WHAT YOU WILL DO:
Copy word for word, please, the lines of the entries below running from the one containing "Where can you spot the gravel" to the one containing "Where can you spot the white", both ends included.

Recorded data:
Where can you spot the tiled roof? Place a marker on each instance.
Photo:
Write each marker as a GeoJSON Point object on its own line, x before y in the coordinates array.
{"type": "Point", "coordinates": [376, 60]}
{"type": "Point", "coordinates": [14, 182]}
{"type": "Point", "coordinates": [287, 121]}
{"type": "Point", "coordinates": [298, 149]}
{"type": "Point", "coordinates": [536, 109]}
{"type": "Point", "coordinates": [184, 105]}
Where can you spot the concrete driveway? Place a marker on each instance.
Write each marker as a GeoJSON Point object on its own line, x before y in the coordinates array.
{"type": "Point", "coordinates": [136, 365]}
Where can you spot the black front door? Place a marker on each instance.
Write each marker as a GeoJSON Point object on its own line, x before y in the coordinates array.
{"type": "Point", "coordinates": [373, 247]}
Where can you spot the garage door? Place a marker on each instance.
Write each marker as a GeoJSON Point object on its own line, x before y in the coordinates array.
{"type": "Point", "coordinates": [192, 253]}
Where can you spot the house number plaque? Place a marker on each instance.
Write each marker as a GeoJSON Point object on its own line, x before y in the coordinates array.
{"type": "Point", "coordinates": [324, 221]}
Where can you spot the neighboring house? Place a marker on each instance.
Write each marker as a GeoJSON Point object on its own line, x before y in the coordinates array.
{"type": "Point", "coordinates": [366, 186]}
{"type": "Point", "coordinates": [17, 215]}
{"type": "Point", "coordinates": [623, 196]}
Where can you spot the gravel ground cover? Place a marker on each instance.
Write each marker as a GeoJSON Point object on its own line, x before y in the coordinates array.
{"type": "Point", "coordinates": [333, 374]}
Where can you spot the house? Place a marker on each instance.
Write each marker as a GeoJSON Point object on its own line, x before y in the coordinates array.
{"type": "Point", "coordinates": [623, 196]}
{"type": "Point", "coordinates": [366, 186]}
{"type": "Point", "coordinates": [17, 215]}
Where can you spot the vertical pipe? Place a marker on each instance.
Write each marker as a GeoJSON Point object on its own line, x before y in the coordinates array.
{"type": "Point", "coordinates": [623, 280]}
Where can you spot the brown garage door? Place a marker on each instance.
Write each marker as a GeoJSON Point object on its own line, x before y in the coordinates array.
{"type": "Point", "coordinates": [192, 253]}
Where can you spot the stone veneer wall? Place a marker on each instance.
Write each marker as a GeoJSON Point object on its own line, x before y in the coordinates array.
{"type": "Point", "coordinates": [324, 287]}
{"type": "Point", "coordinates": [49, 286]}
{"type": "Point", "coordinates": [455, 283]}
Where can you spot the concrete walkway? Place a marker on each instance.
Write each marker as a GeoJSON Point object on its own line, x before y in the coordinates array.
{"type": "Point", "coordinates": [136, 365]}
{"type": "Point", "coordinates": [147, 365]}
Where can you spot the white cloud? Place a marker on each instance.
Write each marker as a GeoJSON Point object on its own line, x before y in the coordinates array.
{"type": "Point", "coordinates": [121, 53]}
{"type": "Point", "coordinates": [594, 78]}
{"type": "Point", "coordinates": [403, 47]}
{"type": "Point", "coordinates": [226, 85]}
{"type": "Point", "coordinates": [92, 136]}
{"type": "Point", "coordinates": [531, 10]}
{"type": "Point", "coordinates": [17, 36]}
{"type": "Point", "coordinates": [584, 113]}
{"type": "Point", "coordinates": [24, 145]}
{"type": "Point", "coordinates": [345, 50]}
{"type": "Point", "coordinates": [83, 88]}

EXPECTED ANSWER:
Where can you spot the gravel ground cover? Place a marker on each instance.
Write each marker as a GeoJSON Point object on its own line, x before y in the coordinates array.
{"type": "Point", "coordinates": [333, 374]}
Where can you spot the house? Place a marker on each instance.
Write each marker as a GeoJSON Point object on its own line, x before y in the coordinates array.
{"type": "Point", "coordinates": [623, 196]}
{"type": "Point", "coordinates": [366, 186]}
{"type": "Point", "coordinates": [17, 215]}
Where can you spot the vertical pipe? Place a marker on each instance.
Write each marker as a GeoJSON Point object on its own line, x before y in the coordinates array.
{"type": "Point", "coordinates": [623, 280]}
Where can you spot the brown garage door? Place a marker on each instance.
Write each marker as a GeoJSON Point object on its own line, x before y in the coordinates array.
{"type": "Point", "coordinates": [192, 253]}
Where can you spot the stone veneer wall? Place a marker on each instance.
Write each marker as a GeoJSON Point object on its own line, x before y in the coordinates array.
{"type": "Point", "coordinates": [324, 287]}
{"type": "Point", "coordinates": [49, 286]}
{"type": "Point", "coordinates": [455, 283]}
Where can you spot the concrete walkway? Place a marker on each instance.
Write each marker as a GeoJSON Point object on its own line, x before y in the coordinates array.
{"type": "Point", "coordinates": [136, 365]}
{"type": "Point", "coordinates": [147, 365]}
Where can you spot the white cloud? Place a marker on each instance.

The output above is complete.